STATED PROBLEM -> Format every row below as a JSON list of strings, with one string for each line and blank lines skipped. Leave the pictures out of the list.

RECORDS FOR THIS EXERCISE ->
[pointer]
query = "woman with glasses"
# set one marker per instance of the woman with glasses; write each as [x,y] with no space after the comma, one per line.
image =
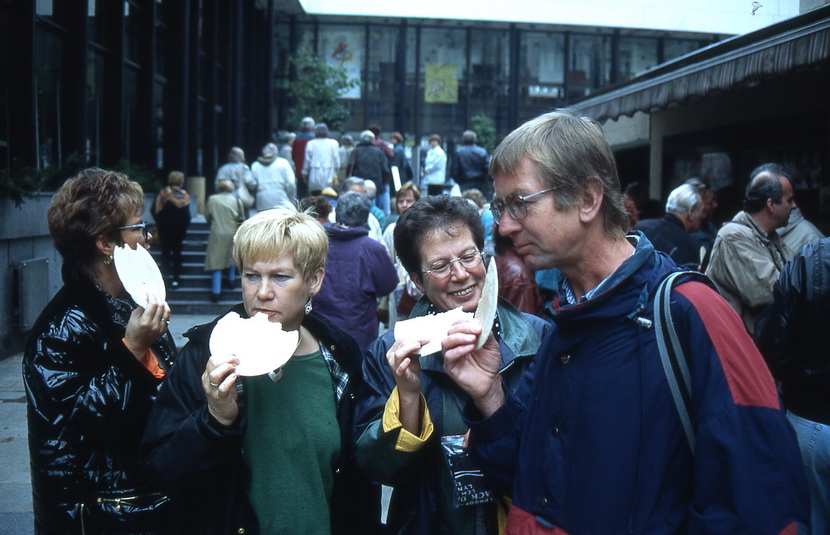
[409,420]
[92,367]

SOLUTION FOR THIS EXERCISE ->
[
  "[pointer]",
  "query = \"woman with glasses\"",
  "# set one marker per instance of the woman with glasses; write each as [x,y] with no space after the comma, one per line.",
  "image =",
  "[409,420]",
  "[92,367]"
]